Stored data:
*** Begin section ***
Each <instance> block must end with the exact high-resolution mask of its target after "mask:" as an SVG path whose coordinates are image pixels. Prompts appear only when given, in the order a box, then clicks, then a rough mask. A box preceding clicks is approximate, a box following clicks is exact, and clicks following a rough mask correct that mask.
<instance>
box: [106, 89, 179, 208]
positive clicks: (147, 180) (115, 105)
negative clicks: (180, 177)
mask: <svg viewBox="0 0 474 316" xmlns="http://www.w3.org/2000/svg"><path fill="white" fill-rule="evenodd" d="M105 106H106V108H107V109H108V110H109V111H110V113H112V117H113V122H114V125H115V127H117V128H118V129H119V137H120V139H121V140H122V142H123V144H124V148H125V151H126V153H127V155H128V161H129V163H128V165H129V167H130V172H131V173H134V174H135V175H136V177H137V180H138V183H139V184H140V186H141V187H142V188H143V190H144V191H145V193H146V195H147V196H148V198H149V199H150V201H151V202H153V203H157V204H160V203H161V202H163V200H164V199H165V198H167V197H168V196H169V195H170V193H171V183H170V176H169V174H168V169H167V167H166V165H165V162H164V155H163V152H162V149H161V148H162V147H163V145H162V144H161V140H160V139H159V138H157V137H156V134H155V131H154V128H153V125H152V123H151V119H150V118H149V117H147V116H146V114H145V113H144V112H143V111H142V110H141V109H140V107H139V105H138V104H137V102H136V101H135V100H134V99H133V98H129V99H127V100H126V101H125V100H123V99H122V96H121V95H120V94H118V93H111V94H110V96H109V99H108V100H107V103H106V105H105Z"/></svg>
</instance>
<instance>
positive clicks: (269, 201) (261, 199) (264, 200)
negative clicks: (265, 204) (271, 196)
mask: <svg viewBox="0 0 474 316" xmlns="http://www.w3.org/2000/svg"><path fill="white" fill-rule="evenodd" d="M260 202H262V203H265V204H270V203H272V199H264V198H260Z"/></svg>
*** End section ***
TASK OBJECTIVE
Convert the lines beginning with the line that contains "</instance>" and continuing through the end of the records into a JSON list of strings, one string per line, with blank lines omitted.

RESULT FOR THIS TASK
[
  "</instance>",
  "<instance>",
  "positive clicks: (269, 201) (261, 199) (264, 200)",
  "negative clicks: (265, 204) (271, 196)",
  "mask: <svg viewBox=\"0 0 474 316\" xmlns=\"http://www.w3.org/2000/svg\"><path fill=\"white\" fill-rule=\"evenodd\" d=\"M260 202H262V203H265V204H270V203H272V199H264V198H260Z\"/></svg>"
]